**AIM OF THE TASK**
Your answer should hold exactly the lines from the one with "Target: black alloy wheel" through the last line of the material below, nothing before and nothing extra.

**EXTRACTED ENTRIES**
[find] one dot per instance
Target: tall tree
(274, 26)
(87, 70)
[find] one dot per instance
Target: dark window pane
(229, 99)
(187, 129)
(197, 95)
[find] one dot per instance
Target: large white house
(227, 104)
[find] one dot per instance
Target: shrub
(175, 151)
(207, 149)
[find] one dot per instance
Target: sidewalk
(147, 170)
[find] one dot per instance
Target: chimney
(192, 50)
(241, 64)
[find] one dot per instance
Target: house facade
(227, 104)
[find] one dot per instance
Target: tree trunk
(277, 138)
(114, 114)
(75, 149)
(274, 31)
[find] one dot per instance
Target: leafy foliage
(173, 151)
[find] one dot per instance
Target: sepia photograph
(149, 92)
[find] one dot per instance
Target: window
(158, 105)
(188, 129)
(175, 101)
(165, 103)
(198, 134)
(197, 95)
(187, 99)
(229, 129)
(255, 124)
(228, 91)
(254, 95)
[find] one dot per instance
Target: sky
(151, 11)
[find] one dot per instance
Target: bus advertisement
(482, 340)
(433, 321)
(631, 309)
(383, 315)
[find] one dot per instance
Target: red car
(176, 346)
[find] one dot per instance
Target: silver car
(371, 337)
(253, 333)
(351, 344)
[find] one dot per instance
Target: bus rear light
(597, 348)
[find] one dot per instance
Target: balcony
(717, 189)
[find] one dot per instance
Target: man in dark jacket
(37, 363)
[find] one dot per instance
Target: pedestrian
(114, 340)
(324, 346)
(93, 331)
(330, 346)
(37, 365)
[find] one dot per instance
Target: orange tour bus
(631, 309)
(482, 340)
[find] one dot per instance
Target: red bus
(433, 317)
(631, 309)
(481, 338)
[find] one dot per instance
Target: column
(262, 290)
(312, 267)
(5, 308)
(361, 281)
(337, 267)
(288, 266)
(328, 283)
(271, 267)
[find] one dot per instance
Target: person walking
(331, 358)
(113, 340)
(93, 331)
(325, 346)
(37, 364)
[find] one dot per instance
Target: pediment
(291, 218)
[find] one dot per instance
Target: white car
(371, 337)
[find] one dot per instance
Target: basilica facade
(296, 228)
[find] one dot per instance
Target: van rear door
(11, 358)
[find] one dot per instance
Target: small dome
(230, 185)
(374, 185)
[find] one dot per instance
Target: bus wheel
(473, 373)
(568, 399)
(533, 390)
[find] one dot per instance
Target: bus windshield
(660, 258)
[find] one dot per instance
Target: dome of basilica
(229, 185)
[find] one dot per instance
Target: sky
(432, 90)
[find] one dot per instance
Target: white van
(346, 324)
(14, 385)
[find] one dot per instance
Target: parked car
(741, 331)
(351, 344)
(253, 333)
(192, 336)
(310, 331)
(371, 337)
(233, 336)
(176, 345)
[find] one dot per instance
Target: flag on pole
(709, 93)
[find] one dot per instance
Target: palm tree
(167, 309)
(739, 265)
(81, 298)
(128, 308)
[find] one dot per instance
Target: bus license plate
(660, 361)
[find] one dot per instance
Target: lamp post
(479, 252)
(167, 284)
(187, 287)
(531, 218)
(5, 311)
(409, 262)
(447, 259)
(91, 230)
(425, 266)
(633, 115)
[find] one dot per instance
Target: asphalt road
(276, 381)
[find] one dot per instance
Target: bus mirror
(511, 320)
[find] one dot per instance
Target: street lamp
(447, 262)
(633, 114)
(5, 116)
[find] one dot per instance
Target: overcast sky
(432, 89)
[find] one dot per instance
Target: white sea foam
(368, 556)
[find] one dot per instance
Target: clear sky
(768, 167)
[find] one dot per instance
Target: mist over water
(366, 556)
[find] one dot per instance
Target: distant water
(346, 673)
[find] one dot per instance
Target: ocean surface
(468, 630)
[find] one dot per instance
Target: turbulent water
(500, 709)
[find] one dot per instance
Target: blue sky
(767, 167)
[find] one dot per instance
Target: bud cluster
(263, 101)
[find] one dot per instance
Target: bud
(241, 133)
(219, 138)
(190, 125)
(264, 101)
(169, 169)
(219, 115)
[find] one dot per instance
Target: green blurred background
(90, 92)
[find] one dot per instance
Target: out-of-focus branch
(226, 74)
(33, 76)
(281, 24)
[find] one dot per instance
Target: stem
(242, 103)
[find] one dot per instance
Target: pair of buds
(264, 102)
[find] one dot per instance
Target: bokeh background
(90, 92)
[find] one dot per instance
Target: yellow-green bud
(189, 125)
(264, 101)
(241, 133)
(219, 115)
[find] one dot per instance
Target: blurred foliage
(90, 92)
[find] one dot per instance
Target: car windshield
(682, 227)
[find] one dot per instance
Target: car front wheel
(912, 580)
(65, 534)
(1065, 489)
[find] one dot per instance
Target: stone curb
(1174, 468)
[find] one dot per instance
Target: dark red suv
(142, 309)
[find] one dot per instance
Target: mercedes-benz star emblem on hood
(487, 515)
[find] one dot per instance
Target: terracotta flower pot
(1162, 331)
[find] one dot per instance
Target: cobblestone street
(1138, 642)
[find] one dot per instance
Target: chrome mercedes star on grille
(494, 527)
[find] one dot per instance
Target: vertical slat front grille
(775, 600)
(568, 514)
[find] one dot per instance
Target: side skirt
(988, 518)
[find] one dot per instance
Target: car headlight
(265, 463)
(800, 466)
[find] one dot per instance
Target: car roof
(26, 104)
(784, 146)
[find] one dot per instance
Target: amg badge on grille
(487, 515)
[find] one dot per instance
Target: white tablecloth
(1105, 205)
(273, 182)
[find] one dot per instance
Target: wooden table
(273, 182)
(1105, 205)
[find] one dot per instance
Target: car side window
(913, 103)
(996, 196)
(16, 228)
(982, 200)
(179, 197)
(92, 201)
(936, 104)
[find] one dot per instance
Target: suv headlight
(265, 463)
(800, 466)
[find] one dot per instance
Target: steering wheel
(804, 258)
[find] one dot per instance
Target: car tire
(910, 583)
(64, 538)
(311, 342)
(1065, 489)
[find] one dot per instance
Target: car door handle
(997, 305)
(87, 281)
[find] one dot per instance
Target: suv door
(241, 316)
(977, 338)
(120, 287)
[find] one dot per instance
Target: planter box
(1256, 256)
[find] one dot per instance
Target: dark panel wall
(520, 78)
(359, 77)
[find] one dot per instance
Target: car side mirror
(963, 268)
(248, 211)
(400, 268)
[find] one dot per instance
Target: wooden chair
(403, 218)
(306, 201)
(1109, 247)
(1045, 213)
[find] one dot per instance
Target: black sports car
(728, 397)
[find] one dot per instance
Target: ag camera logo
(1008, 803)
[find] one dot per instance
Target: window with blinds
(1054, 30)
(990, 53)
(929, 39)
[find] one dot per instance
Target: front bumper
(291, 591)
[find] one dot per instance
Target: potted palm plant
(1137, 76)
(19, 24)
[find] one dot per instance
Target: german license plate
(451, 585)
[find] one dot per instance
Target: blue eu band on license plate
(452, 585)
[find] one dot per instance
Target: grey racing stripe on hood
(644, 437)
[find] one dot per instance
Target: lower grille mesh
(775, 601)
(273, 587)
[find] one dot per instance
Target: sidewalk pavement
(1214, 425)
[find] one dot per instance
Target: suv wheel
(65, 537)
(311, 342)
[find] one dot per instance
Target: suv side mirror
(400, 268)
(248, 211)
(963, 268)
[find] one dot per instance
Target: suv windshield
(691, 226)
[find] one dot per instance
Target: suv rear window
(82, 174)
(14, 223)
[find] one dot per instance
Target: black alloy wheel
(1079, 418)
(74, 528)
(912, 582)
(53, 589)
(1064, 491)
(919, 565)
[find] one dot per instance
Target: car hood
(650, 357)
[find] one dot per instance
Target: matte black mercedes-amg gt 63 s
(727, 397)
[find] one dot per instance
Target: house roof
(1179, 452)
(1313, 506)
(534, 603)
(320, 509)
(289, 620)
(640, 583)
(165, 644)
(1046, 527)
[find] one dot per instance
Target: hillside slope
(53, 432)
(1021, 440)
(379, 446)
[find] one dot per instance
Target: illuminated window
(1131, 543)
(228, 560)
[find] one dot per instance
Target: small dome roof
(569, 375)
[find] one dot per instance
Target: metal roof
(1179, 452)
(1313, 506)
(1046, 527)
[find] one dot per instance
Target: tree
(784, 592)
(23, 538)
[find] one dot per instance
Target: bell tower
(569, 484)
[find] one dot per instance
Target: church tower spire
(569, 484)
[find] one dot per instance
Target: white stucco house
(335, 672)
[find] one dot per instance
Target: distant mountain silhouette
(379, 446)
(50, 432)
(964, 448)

**RESPONSE AREA**
Target: black alloy wheel
(1079, 418)
(74, 528)
(912, 582)
(53, 589)
(1064, 491)
(919, 565)
[find] one dot per instance
Target: car hood
(650, 357)
[find] one dot per instance
Target: matte black mercedes-amg gt 63 s
(727, 397)
[find] one dot per instance
Target: house roof
(1179, 452)
(1313, 506)
(534, 603)
(320, 509)
(289, 620)
(640, 583)
(165, 644)
(1046, 527)
[find] one dot per instance
Target: hillside slope
(53, 432)
(1021, 440)
(379, 446)
[find] one dot per instance
Target: illuminated window
(1131, 543)
(228, 560)
[find] one dot per instance
Target: small dome roof
(569, 375)
[find] one dot per instance
Target: metal roof
(1179, 452)
(1313, 506)
(1046, 527)
[find] one dot per instance
Target: tree
(784, 592)
(23, 538)
[find] one dot per instance
Target: bell tower
(569, 484)
[find] one dot per instance
Target: church tower spire
(569, 484)
[find] one dot per instance
Target: white stucco house
(335, 672)
[find] one dot per instance
Target: distant mountain silhouette
(379, 446)
(50, 432)
(964, 448)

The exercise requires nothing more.